(Point localization data)
*** Block opens ***
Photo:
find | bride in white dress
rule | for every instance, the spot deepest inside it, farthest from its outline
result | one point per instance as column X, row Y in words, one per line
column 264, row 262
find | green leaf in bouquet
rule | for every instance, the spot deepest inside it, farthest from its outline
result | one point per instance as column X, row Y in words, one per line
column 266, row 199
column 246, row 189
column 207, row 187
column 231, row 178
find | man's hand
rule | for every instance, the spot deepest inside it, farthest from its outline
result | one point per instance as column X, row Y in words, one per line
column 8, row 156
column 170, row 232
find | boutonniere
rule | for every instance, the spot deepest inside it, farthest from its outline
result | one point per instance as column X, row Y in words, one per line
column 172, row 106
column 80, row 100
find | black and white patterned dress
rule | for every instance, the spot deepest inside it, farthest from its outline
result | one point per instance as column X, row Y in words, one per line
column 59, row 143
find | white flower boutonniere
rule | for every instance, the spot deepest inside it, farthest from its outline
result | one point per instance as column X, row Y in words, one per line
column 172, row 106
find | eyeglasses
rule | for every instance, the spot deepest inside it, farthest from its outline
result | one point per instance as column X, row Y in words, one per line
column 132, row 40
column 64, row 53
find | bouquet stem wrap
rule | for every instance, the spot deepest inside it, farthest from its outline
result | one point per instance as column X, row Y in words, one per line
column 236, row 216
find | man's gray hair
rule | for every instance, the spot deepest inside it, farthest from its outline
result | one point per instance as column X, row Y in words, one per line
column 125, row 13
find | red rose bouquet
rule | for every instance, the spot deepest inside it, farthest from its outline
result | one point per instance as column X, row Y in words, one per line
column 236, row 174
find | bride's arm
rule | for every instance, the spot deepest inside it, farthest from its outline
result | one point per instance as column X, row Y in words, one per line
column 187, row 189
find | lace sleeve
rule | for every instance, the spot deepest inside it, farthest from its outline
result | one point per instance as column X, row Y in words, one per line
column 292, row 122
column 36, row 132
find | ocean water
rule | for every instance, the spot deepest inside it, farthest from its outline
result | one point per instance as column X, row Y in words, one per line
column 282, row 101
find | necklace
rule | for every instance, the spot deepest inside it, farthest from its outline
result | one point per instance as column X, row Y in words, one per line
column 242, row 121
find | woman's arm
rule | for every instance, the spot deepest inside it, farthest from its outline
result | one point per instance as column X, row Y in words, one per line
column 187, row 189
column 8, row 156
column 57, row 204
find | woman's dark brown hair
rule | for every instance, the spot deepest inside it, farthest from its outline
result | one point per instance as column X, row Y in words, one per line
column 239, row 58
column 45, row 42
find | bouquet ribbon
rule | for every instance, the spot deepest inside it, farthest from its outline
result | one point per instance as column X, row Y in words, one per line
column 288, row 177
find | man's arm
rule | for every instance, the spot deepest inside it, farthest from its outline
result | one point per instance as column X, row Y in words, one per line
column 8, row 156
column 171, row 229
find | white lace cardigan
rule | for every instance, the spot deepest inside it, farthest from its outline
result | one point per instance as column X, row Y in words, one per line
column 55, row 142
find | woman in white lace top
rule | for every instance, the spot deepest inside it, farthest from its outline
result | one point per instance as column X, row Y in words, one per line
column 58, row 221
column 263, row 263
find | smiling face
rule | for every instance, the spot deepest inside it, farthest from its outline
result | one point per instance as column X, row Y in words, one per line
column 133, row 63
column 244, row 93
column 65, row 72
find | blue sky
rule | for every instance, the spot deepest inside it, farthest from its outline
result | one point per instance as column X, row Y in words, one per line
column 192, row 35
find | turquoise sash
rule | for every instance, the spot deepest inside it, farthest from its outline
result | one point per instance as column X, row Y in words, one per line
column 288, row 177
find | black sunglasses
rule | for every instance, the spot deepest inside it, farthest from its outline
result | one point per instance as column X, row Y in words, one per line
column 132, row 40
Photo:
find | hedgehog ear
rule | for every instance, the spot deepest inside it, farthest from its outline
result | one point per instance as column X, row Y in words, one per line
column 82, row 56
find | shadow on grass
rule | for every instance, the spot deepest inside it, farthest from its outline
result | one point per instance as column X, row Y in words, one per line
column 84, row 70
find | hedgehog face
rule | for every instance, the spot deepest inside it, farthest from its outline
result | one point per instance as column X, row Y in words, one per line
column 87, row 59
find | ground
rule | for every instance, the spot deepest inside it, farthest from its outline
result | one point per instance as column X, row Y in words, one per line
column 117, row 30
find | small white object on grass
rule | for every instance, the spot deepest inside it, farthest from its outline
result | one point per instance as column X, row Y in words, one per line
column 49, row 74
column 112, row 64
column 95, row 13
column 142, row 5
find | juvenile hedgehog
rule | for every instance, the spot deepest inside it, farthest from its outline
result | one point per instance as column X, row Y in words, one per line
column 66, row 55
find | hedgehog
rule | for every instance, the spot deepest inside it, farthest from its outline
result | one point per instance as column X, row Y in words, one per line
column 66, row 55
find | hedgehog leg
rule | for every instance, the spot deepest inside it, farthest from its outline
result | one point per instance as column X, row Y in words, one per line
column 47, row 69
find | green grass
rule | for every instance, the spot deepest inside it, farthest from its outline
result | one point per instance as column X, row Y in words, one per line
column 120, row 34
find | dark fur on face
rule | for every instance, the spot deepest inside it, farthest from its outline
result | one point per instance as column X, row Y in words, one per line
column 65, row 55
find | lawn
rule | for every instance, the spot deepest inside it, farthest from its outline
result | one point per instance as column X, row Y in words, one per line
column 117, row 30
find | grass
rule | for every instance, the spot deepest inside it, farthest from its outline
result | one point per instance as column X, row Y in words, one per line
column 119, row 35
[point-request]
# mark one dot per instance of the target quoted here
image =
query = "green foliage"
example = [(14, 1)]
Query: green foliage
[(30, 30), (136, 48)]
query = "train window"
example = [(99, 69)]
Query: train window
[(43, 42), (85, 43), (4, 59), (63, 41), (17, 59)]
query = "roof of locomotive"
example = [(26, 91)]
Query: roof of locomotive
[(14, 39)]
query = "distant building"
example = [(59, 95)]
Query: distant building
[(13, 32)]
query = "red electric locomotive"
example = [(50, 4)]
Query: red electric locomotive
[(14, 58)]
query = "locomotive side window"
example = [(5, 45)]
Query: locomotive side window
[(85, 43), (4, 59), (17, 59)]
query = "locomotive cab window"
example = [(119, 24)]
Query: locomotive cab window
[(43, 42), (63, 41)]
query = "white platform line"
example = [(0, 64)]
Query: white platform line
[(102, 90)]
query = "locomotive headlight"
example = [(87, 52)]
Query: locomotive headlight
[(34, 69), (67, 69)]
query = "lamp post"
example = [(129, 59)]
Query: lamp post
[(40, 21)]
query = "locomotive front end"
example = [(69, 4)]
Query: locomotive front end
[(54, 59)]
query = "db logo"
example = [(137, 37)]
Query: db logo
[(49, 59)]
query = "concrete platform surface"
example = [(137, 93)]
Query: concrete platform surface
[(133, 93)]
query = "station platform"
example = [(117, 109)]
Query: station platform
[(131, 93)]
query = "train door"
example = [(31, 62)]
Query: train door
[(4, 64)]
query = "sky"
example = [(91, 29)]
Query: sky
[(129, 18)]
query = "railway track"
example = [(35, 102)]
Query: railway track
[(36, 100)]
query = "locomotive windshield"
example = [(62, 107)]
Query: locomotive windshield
*** Block closes ***
* [ACTION ITEM]:
Which lines in the data above hold the string "dark"? Return each of them.

* [ANSWER]:
find | woman's dark brown hair
find | dark fur on face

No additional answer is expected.